## Start MATERIAL FOR THE TASK
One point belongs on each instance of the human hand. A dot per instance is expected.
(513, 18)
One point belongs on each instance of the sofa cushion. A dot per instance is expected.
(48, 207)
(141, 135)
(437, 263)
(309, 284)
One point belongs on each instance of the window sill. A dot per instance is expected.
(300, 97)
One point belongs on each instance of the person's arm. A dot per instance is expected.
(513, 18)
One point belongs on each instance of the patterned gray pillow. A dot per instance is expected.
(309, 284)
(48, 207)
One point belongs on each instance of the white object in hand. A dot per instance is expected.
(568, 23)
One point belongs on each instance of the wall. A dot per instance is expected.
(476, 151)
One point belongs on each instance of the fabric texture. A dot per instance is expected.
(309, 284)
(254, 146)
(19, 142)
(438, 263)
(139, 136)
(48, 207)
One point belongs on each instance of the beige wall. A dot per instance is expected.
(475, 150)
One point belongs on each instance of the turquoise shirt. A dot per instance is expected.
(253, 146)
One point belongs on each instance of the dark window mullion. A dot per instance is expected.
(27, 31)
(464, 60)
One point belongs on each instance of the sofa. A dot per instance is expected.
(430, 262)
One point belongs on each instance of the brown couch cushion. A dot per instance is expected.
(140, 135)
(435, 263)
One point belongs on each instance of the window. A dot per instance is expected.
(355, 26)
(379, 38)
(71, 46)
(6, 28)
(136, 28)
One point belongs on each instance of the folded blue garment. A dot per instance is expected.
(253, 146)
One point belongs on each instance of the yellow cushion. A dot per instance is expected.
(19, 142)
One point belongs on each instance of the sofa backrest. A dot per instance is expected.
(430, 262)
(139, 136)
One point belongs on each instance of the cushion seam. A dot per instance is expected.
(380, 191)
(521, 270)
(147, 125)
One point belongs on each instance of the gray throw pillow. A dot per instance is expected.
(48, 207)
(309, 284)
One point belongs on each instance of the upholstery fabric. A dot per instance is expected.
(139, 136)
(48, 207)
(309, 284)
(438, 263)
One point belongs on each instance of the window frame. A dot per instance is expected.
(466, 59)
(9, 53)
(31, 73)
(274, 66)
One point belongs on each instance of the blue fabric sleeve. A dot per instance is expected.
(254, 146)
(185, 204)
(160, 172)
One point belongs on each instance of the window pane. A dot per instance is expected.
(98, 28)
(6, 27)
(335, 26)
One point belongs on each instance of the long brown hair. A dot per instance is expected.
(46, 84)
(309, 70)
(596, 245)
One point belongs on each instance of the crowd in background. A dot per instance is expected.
## End MATERIAL FOR THE TASK
Change every "dot" in the records above to "mark", keeping all other text the same.

RESULT OF THE EXERCISE →
One point belongs on each instance of the human hand. A mark per instance is expected.
(513, 18)
One point belongs on each instance of the sofa cushion. A mark per instance is expected.
(48, 207)
(141, 135)
(437, 263)
(309, 284)
One point belongs on each instance of the window sill. A mark per instance is expected.
(300, 97)
One point belongs on each instance of the person's arm. A mark per instance is expected.
(513, 18)
One point belongs on each instance of the patterned gray pillow. A mark per instance is expected.
(309, 284)
(48, 207)
One point belongs on each instance of the white object in hand. A mark per instance is expected.
(568, 23)
One point belongs on each instance of the wall. A mark per instance is expected.
(476, 151)
One point belongs on each instance of the fabric texture. A mark per instance is expected.
(309, 284)
(254, 146)
(19, 142)
(438, 263)
(139, 136)
(48, 207)
One point belongs on each instance of the beige wall. A mark per instance is expected.
(475, 150)
One point belongs on each instance of the turquoise shirt. A mark per instance is expected.
(253, 146)
One point belongs on each instance of the dark window mullion. A mark per instance is expected.
(27, 31)
(464, 60)
One point belongs on each instance of the sofa. A mark per instance is expected.
(430, 262)
One point belongs on each instance of the brown couch cushion. A mark per instance is expected.
(140, 135)
(435, 263)
One point belongs on each instance of the window. A mark per instance is expected.
(355, 26)
(379, 38)
(71, 46)
(6, 28)
(136, 28)
One point belongs on each instance of the folded blue garment. A mark per instance is expected.
(253, 146)
One point belongs on each instance of the yellow cushion. A mark per instance is expected.
(19, 142)
One point belongs on each instance of the sofa backrest. A mark per instance is expected.
(430, 262)
(139, 136)
One point belongs on each instance of the cushion seam. A mark per instance is expected.
(380, 191)
(521, 270)
(147, 125)
One point belongs on each instance of the gray throw pillow. A mark per instance is expected.
(48, 207)
(309, 284)
One point belongs on each instance of the upholstery fabric. A mark per instance is expected.
(139, 136)
(48, 207)
(309, 284)
(438, 263)
One point belongs on each instance of the window frame. A mark per instance is expected.
(466, 59)
(9, 53)
(31, 73)
(274, 66)
One point belongs on each instance of the blue fabric sleeve. A mark per instance is expected.
(254, 146)
(185, 204)
(160, 172)
One point belongs on each instance of the window pane. A mark per instance is expected.
(98, 28)
(6, 27)
(335, 26)
One point belongs on each instance of the long brown hair. A mark per instance is expected.
(46, 84)
(309, 70)
(596, 245)
One point belongs on each instance of the crowd in background. A mark per instance is expected.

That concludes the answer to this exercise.